--- start of MATERIAL FOR THIS EXERCISE ---
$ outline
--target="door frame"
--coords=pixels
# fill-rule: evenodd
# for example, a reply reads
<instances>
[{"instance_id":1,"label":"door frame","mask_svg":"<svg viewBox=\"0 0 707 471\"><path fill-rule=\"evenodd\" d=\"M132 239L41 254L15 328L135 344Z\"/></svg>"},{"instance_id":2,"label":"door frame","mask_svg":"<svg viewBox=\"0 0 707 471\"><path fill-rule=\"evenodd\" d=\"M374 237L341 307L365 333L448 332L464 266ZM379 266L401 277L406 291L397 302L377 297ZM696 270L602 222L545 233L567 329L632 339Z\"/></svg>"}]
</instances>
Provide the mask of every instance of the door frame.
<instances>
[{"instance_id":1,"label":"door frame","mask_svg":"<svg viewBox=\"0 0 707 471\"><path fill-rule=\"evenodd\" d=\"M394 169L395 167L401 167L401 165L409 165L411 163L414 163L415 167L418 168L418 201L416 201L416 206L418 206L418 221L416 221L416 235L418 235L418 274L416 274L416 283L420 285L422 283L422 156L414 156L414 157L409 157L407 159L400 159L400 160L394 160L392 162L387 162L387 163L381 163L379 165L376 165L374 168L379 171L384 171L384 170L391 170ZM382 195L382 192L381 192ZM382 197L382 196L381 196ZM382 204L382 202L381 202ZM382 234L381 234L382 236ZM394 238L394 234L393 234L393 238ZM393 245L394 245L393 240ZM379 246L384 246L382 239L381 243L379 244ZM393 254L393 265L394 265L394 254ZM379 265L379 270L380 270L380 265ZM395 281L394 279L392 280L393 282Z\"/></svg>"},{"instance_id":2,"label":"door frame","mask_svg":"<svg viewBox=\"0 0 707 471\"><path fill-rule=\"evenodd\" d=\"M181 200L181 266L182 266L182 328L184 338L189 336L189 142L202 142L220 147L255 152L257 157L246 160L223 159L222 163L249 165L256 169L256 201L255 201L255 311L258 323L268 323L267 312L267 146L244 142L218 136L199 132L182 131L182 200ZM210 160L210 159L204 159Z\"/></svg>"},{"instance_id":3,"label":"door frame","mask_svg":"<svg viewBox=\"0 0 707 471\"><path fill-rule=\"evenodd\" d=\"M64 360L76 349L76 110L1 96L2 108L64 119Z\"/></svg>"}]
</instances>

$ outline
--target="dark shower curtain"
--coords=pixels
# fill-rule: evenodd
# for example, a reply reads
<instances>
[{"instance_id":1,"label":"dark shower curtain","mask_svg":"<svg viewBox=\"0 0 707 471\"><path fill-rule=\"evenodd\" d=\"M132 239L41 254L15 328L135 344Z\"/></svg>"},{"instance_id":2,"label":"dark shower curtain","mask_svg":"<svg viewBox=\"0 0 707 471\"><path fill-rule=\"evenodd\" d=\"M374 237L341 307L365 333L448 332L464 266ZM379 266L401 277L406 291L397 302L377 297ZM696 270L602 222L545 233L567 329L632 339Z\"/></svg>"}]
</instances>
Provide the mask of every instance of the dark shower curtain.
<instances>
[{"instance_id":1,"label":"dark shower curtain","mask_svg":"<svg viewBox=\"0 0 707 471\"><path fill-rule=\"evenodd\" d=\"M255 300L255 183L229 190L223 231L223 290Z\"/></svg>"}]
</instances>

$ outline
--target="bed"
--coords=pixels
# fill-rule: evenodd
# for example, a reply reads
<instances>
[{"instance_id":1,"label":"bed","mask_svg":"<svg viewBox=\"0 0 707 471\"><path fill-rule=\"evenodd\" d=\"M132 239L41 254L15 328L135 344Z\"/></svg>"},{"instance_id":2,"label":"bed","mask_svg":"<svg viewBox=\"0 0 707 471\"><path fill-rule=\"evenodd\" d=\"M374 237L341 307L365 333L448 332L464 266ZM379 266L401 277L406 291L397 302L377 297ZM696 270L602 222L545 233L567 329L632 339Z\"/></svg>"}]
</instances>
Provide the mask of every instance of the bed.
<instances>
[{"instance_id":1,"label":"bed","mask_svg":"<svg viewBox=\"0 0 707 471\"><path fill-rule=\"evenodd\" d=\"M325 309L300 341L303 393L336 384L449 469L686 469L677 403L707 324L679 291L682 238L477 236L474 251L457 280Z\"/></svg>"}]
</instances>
--- end of MATERIAL FOR THIS EXERCISE ---
### GOAL
From the listing above, pull out each line that contains the string "every", matching case exactly. List those lines in their original order.

### TASK RESULT
Provide the mask of every instance of the door frame.
Provide the mask of every instance of the dark shower curtain.
Provide the mask of every instance of the bed.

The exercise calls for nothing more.